▸ **PROBLEM TO WORK ON**
Search term "armrest": please copy every line of the records below that contains it.
** Opening DATASET block **
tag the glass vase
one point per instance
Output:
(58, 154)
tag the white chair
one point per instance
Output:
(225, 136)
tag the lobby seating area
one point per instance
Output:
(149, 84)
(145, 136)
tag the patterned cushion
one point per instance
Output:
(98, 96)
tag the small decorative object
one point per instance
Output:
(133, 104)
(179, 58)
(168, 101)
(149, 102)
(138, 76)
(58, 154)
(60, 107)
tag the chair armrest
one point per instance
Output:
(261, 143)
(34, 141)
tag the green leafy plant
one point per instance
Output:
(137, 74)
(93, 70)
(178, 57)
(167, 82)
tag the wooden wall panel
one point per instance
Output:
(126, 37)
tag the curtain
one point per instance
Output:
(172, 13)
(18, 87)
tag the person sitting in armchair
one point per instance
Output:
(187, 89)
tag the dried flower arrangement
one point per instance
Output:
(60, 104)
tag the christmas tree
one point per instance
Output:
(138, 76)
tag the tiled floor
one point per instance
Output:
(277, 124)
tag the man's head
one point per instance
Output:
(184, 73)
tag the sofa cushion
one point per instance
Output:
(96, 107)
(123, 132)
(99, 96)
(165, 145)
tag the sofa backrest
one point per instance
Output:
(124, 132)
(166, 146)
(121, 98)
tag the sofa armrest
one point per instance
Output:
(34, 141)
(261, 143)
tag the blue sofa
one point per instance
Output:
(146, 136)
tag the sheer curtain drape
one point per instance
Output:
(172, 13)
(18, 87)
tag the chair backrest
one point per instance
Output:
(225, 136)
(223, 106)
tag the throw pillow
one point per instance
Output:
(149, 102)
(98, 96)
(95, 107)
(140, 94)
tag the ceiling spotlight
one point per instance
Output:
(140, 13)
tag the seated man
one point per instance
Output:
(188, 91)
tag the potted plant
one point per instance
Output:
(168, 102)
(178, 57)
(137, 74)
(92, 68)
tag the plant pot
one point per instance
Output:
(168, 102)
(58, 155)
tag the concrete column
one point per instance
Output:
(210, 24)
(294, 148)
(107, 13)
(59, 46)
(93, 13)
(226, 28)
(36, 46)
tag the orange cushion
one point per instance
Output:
** Closing DATASET block **
▸ **YOUR SOLUTION**
tag the chair armrest
tag the sofa armrest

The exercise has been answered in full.